◆ Set task
Copy out, word for word, the lines below from the line containing "indicate the cliff edge, a" through the last line, both included.

## BEGIN Entries provided

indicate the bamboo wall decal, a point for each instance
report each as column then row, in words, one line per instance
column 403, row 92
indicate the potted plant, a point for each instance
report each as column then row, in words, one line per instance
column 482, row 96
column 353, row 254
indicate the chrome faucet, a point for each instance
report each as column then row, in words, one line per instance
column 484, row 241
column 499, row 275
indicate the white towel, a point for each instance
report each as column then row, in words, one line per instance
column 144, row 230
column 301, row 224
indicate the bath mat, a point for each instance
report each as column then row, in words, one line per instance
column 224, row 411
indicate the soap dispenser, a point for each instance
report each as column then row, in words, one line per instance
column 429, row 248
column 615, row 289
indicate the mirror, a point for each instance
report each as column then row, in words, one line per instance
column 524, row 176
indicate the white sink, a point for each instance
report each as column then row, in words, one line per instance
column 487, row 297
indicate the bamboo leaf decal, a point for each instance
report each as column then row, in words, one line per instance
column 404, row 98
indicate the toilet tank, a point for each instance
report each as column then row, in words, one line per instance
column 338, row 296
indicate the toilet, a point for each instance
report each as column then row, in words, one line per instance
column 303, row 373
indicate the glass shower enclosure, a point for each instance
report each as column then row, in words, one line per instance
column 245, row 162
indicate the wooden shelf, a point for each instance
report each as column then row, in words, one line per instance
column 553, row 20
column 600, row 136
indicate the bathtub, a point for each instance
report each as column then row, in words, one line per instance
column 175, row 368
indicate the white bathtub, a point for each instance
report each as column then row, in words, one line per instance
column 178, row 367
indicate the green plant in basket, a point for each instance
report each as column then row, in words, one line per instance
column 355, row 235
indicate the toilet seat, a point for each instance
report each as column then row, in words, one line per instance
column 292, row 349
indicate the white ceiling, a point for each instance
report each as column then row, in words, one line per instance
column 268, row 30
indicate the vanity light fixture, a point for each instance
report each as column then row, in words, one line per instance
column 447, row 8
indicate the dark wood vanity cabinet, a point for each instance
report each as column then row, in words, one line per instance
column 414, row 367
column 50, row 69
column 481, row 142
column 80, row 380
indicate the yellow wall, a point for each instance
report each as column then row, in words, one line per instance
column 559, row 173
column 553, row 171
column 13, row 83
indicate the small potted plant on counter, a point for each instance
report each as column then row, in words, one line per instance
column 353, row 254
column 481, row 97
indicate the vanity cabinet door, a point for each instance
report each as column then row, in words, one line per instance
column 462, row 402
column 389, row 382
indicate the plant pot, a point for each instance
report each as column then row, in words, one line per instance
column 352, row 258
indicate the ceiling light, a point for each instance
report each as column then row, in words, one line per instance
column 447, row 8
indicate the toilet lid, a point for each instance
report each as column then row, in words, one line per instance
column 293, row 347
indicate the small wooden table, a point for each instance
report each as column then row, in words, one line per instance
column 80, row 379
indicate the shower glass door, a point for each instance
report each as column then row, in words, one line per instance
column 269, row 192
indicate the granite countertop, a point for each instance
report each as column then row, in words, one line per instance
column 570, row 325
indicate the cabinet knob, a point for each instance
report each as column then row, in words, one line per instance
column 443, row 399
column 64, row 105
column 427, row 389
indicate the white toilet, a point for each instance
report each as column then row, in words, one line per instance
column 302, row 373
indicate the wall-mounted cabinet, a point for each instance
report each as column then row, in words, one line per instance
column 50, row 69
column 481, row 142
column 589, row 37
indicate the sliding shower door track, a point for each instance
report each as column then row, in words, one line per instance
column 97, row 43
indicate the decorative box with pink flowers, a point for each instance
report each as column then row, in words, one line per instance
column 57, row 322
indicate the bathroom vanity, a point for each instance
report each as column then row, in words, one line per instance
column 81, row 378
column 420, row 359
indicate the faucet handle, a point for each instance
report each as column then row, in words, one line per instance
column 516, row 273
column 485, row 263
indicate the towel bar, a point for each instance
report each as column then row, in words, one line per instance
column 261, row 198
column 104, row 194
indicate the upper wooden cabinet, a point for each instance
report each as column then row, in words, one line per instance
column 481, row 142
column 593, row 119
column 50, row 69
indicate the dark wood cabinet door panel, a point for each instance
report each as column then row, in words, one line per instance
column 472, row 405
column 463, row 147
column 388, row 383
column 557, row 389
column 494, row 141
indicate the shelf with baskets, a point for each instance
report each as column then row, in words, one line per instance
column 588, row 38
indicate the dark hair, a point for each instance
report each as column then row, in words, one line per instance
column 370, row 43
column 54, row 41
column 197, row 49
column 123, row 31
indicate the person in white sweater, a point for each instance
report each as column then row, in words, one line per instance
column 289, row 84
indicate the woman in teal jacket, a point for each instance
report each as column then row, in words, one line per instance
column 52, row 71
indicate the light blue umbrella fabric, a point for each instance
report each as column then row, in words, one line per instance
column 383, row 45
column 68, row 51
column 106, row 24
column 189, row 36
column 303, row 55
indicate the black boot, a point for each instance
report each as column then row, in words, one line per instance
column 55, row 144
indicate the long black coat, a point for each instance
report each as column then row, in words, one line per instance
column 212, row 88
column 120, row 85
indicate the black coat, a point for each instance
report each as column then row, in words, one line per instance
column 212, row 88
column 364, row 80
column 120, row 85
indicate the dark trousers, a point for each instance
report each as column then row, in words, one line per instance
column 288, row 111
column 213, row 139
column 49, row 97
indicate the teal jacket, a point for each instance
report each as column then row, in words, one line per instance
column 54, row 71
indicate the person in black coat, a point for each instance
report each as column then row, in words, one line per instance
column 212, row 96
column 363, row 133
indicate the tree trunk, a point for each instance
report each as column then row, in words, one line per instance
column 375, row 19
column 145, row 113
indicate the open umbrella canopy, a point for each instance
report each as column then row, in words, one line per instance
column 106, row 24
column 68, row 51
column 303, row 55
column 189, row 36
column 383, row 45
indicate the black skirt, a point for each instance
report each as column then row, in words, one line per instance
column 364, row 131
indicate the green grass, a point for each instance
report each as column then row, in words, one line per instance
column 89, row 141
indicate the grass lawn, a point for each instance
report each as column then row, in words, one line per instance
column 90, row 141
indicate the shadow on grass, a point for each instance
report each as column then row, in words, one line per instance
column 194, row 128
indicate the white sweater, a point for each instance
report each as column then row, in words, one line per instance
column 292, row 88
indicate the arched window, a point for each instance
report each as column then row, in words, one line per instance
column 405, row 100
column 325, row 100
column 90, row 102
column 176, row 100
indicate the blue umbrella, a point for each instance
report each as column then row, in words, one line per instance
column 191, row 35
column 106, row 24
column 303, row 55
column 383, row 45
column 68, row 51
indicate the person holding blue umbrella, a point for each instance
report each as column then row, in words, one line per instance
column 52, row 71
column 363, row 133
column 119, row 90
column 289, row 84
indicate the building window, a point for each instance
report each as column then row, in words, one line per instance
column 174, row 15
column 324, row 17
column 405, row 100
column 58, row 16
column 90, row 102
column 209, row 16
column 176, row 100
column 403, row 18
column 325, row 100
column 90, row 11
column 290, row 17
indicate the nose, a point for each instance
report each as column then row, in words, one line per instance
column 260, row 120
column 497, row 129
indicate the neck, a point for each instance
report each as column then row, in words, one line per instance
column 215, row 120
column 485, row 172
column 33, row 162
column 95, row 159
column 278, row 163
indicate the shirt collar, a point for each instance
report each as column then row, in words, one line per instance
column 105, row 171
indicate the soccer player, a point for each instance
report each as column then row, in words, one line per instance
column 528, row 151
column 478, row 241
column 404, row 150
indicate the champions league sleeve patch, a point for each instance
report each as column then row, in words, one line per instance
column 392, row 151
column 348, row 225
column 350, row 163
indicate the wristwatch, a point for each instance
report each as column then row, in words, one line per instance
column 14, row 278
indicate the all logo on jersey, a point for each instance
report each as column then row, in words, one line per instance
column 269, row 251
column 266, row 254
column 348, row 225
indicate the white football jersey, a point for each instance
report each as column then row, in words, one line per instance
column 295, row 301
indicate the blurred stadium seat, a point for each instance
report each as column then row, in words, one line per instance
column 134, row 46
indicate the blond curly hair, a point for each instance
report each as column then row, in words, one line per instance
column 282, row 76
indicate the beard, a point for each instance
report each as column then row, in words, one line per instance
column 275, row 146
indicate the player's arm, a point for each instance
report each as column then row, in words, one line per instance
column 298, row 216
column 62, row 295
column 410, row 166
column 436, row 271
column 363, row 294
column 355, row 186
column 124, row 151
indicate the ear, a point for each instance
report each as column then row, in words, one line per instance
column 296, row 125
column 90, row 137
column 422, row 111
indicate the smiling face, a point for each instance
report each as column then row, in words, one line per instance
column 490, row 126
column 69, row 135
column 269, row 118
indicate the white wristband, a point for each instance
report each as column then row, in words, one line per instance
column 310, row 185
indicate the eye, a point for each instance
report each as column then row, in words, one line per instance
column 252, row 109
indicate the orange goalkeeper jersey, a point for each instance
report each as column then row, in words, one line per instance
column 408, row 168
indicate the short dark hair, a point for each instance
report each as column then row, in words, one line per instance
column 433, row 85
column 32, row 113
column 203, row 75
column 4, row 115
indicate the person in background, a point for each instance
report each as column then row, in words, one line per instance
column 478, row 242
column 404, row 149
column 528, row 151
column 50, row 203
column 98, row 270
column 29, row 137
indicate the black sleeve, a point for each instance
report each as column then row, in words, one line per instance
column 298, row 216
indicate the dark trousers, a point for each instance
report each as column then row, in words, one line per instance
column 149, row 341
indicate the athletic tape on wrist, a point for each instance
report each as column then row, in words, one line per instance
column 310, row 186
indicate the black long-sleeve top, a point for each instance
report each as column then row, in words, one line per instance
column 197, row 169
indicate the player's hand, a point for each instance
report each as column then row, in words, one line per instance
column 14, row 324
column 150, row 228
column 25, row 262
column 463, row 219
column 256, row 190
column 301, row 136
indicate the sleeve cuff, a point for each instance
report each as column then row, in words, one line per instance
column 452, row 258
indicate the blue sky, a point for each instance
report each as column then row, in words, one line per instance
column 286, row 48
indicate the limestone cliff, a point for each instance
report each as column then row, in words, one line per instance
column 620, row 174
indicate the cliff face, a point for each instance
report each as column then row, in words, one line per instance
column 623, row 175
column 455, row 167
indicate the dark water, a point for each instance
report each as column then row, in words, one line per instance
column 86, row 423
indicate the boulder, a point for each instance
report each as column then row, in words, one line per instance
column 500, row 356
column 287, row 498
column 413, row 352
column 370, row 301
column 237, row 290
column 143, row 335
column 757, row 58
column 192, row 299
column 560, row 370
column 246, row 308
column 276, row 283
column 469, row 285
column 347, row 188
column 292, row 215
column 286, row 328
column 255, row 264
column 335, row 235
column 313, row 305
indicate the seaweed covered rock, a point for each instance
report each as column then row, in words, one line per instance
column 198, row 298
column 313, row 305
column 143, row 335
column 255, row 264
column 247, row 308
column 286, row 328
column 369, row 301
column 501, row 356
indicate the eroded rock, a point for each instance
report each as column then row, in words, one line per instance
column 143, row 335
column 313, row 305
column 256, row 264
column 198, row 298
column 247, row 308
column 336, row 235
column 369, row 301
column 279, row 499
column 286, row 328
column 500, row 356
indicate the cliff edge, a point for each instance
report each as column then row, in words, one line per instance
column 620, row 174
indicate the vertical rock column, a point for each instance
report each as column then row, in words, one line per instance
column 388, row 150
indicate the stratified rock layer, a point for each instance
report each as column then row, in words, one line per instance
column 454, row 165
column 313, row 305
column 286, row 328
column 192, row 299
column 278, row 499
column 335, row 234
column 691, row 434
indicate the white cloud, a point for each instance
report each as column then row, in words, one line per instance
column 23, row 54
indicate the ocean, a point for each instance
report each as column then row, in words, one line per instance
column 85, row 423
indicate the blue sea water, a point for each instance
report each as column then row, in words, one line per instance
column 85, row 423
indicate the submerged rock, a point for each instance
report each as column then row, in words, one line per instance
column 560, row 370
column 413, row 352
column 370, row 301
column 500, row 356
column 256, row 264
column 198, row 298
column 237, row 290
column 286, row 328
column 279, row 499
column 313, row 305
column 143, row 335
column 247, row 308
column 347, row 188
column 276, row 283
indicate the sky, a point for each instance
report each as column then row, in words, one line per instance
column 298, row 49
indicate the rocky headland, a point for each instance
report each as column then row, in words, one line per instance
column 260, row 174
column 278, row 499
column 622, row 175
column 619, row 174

## END Entries provided

◆ Solution to the exercise
indicate the cliff edge, a point for each instance
report each as column then row, in words, one line per instance
column 620, row 174
indicate the vertical rock column, a point for each instance
report each as column then row, in words, one line per instance
column 388, row 150
indicate the stratified rock layer, a point for each instance
report each as column then row, in words, one line per instance
column 454, row 165
column 313, row 305
column 286, row 328
column 192, row 299
column 278, row 499
column 335, row 234
column 691, row 434
indicate the white cloud, a point for each instance
report each as column then row, in words, one line per instance
column 23, row 54
indicate the ocean, a point for each instance
report each as column then row, in words, one line per instance
column 85, row 423
indicate the blue sea water, a point for each instance
report each as column then row, in words, one line per instance
column 85, row 423
indicate the submerged rock, a point for each instance
report each as column then row, in words, one line per instance
column 560, row 370
column 413, row 352
column 370, row 301
column 500, row 356
column 256, row 264
column 198, row 298
column 237, row 290
column 286, row 328
column 279, row 499
column 313, row 305
column 143, row 335
column 247, row 308
column 347, row 188
column 276, row 283
indicate the sky, a point for each instance
report each as column then row, in words, one line per instance
column 298, row 49
indicate the rocky headland, a point for each instance
report each as column then row, in words, one line per instance
column 260, row 174
column 278, row 499
column 622, row 175
column 619, row 174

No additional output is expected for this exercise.